» **Exercise goal**:
Find the line with "Target: blurred background vegetation" and the line with "Target: rabbit's grey fur" in the entries below; output exactly those two lines, every line between them, and no others.
--*--
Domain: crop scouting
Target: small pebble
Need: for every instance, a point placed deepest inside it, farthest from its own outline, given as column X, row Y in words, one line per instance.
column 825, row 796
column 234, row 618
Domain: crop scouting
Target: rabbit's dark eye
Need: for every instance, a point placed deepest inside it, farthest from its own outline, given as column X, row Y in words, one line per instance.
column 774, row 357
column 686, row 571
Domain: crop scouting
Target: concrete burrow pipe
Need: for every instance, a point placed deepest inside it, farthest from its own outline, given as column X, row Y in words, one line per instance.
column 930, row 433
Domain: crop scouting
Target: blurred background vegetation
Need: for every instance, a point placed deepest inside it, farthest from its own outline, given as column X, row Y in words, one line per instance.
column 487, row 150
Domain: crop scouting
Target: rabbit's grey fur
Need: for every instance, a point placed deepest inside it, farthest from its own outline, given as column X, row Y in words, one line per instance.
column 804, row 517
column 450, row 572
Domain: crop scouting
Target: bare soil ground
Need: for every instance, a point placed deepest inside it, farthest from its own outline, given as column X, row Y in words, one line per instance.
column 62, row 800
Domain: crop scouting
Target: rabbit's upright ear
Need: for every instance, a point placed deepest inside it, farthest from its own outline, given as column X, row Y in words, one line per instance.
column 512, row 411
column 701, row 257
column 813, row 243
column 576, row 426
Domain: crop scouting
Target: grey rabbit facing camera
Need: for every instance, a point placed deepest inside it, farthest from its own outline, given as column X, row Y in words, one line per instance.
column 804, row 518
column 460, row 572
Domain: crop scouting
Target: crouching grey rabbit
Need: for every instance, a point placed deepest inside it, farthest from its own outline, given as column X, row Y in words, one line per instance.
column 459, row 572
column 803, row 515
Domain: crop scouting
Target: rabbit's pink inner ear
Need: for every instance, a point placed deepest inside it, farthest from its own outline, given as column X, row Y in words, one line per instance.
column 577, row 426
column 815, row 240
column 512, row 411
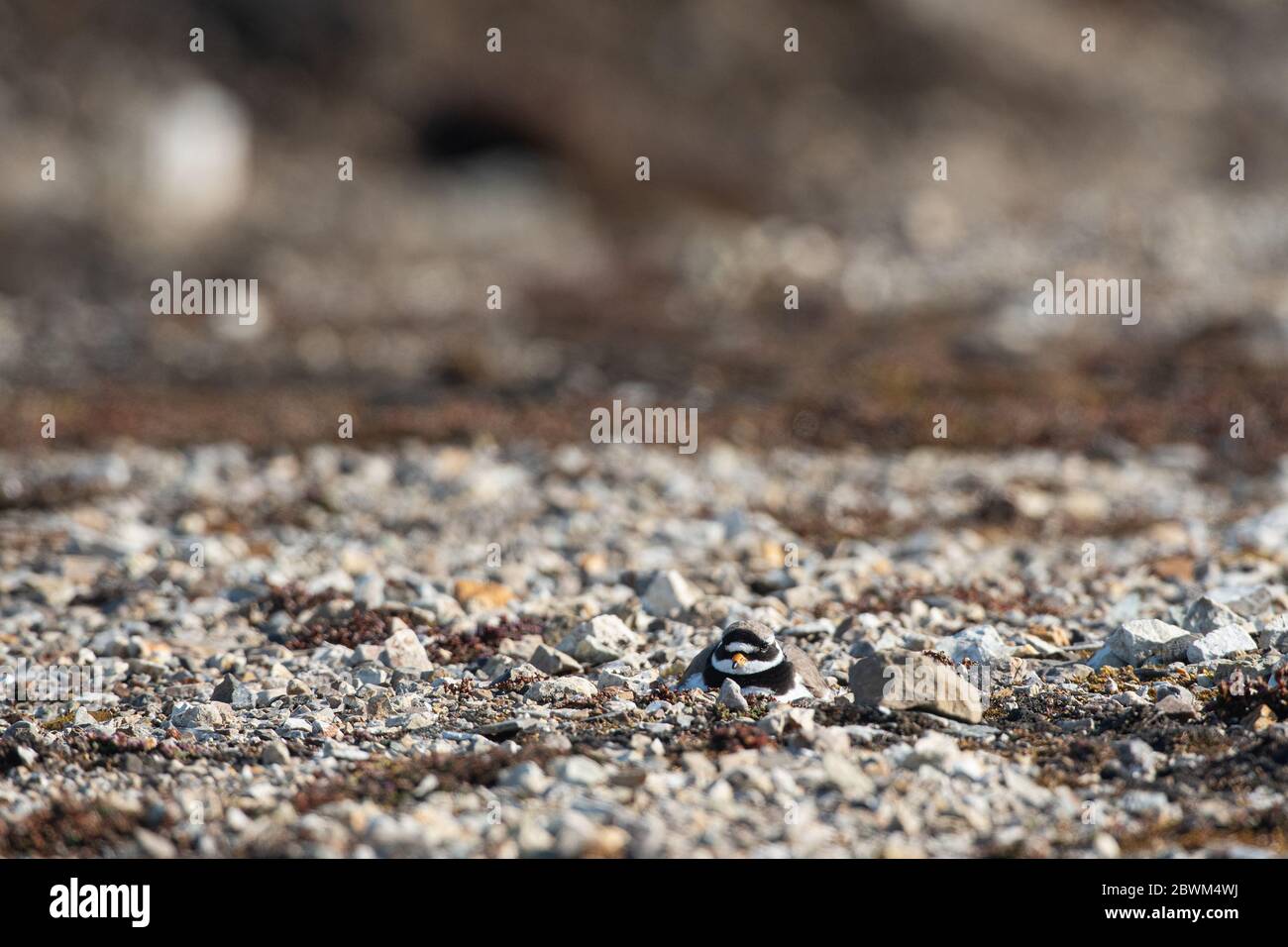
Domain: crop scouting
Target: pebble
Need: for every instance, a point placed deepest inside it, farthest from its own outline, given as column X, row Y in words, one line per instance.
column 1136, row 641
column 910, row 681
column 403, row 650
column 730, row 696
column 603, row 638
--*--
» **Expected answer**:
Target: blurred background vegetation
Need: for every instance, a point placed deepest inside it, farthest from its own outline, given as column X, row Y in words, one line per instance.
column 487, row 150
Domain: crop scouting
Target: rabbit's grey fur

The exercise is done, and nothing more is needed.